* [WHAT THE EXERCISE ASKS]
Return the whole listing, keeping every character the same.

* [INFORMATION SUPPLIED]

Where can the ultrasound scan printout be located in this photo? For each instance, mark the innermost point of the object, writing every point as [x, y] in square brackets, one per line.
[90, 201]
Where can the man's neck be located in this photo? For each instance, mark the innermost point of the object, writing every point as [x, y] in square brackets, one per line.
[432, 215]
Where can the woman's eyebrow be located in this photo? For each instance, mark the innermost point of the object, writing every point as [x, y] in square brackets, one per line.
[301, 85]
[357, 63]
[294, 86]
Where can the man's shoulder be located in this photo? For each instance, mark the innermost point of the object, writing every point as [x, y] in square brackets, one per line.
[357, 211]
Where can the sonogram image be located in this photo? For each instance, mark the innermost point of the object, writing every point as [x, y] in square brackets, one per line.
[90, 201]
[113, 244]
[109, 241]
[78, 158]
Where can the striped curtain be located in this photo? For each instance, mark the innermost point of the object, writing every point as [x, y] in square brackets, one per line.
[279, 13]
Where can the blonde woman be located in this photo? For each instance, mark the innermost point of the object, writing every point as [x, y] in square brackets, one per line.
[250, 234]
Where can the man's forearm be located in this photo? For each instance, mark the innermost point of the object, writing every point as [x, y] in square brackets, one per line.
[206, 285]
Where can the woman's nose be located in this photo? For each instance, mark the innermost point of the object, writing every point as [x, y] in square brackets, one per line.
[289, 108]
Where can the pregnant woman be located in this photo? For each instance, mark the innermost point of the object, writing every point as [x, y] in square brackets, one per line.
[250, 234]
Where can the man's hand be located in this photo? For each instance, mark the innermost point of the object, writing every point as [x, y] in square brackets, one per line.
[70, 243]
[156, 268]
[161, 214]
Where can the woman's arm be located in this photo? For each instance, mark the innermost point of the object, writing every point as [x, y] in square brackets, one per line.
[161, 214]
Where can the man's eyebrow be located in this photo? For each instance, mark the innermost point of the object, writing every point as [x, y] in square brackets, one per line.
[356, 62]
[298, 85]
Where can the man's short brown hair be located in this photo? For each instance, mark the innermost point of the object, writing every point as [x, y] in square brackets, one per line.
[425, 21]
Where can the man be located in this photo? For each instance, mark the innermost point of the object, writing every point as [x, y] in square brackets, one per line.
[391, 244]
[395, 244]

* [RESPONSE AREA]
Where can the ultrasound scan printout be located in this photo? For each instance, mark the innermost point of the object, writing every point as [x, y] in square brackets, one per line.
[90, 201]
Where can the man's neck be located in this photo? For each instance, mark the innermost point of the object, writing every point as [x, y] in square brackets, one per line.
[432, 215]
Where can the woman's eyebrow be located in this photo? For each instance, mark the innermost point of the object, writing every point as [x, y] in square brackets, one per line.
[301, 85]
[357, 63]
[294, 86]
Where can the man's shoulder be located in this photo? For each instance, mark the innermost point of the object, writing every point as [x, y] in square brackets, one per line.
[357, 211]
Where can the sonogram image be located in this photo? For each instance, mark the innermost point of the object, writing every point as [x, y] in square brackets, one per line.
[90, 201]
[113, 244]
[109, 241]
[78, 158]
Where can the striped curtain be located in this photo? For each instance, mark the innermost point of the object, writing every point as [x, y] in square brackets, one per line.
[279, 13]
Where can the blonde woman be located in this photo? For each instance, mark the innermost point of the object, writing every point as [x, y] in square brackets, one per line.
[250, 234]
Where can the man's forearm be located in this photo? For each instance, mark the innermost point of the object, writing every point as [x, y] in square brackets, one per line.
[206, 285]
Where can the woman's nose be located in this photo? For each instance, mark the innermost point of the object, writing every point as [x, y] in square brackets, one per line.
[289, 108]
Where can the pregnant woman be located in this photo? For each instance, mark the innermost point of the object, writing every point as [x, y] in square brackets, one per line.
[250, 234]
Where can the man's hand be located in this photo? For each instance, mark the innermost point of the object, writing every point as [x, y] in square brackets, one per line.
[70, 243]
[156, 268]
[161, 214]
Where can the woman's arm be located in this photo? For each instance, mark the innermost point of the object, writing every point as [x, y] in square brackets, one per line.
[161, 214]
Where can the man's eyebrow be located in this photo? For each instance, mark the innermost point of the object, writing every point as [x, y] in square brackets, one per line.
[356, 62]
[298, 85]
Where can the man's short brown hair be located in this photo? For each instance, mark the innermost point of the object, writing every point as [x, y] in square brackets, one per line.
[425, 21]
Where can the man be located in this photo? For each instance, mark the innermost point of the object, writing every point as [x, y] in square brackets, one per line.
[391, 244]
[395, 244]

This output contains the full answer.